• **Instruções das tarefas**
A. Mostre todas as linhas da listagem que contêm a palavra "grass", levando em conta a diferença entre maiúsculas e minúsculas.
B. Escreva a continuação do texto sobre campanhas publicitárias que fizeram sucesso na internet, começando logo após a última frase apresentada.

• **Texto de leitura**
════════
Segundo Felipe Wasserman, professor especialista em redes sociais da Escola Superior de Propaganda e Marketing (ESPM), essa insatisfação não costuma acontecer quando a campanha é por uma boa causa, como a lançada por Neymar.

Também costumam ser bem aceitas ações que propagam algo agradável. É o caso da campanha que oferecia o "melhor trabalho do mundo" para incentivar o turismo em uma ilha australiana.

A BBC Brasil levantou quem são responsáveis por algumas das campanhas publicitárias que se tornaram virais nos últimos anos.

#somostodosmacacos

Criada pela agência Loducca, a ação teve início após o jogador Daniel Alves comer uma banana atirada no campo por um torcedor. Neymar, que também já havia sido vítima de racismo, postou no Twitter e no Facebook uma foto sua e de seu filho com uma banana e a hashtag #somostodosmacacos. Mais de 150 mil pessoas publicaram a hashtag.

A Loducca tem cerca de 200 profissionais e inclui, em sua lista de clientes, gigantes como Ambev, Pepsi e Yamaha.

Guga Ketzer, vice-presidente de criação da Loducca, afirma que o #somostodosmacacos não foi uma campanha da agência, mas sim o movimento de um jogador, que teve auxílio da Loducca para elaborá-lo.

"Neymar é excelente jogador de futebol, mas não é publicitário. Assim como o Obama é excelente político, mas não escreve seu discurso. Qual é o problema de um jogador ter ajuda de um profissional que consiga ampliar sua voz?"

Ketzer afirma que a ação foi legítima porque vendia apenas "a possibilidade de um mundo melhor". Para ele, campanhas como essas são válidas quando "não enganam as pessoas a ponto de elas se sentirem usadas".

Perdi meu amor na balada

Em 2012, fez sucesso no Brasil um vídeo que mostrava um jovem à procura de uma mulher que conheceu em uma casa noturna. Tratava-se, na verdade, de um comercial de um novo telefone da Nokia.

A ação foi feita pela agência NaJaca. Com sete profissionais, a NaJaca, segundo a sócia Maria João Abujamra, é contratada por outras agências para "projetos especiais", mais trabalhosos. Já fizeram campanhas para Sony e GOL.
════════
• **Dados brutos**
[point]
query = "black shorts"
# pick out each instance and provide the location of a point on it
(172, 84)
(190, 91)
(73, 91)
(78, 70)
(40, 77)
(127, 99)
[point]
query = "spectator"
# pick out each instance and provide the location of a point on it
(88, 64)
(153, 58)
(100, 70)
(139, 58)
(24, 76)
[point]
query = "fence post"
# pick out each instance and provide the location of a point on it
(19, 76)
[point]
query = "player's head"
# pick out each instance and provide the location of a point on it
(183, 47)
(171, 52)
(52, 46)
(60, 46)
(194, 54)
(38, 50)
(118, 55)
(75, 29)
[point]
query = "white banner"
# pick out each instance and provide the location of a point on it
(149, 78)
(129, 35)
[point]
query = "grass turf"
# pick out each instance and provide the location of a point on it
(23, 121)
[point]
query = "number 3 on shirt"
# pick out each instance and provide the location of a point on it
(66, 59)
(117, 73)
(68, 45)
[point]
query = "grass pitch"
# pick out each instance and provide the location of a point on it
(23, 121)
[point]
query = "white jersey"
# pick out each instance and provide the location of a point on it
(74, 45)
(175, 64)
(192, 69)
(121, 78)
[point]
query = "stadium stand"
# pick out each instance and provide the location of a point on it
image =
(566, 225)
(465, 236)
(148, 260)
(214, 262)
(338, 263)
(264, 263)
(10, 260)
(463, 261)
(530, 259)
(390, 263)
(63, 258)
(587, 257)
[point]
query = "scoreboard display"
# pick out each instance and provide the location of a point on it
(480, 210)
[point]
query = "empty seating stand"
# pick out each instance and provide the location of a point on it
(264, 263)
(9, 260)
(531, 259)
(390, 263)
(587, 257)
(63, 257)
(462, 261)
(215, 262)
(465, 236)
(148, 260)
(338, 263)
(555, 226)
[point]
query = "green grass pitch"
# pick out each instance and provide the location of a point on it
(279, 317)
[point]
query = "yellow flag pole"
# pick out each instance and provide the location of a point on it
════════
• **Respostas**
A.
query = "grass turf"
query = "grass pitch"
query = "green grass pitch"

B.
Após clientes se sentirem enganados, a Nokia foi alvo de processo no Conar (Conselho Nacional de Autorregulamentação Publicitária). O caso foi arquivado, pois o teaser - espécie de anúncio prévio, com o objetivo de atiçar a curiosidade do público -, é previsto pelas normas do conselho. As regras do Conar, no entanto, destacam também que a publicidade precisa ser facilmente identificável pelo consumidor.

"Há mesmo uma certa enganação em campanha virais como essas", afirma Abujamra. Para ela, porém, a propaganda foi importante para abrir um debate sobre este tipo de ação.

Enterro do Bentley

Um excêntrico milionário brasileiro anunciou no Facebook, no ano passado, que enterraria seu carro, avaliado em cerca de R$ 1 milhão, seguindo a tradição dos faraós. O anúncio causou comoção, até que, no dia do enterro, Chiquinho Scarpa revelou que se tratava de uma campanha para incentivar a doação de órgãos. Se o enterro de um carro causa espanto, por que a reação diante do enterro de alguém com valiosos órgãos não é a mesma?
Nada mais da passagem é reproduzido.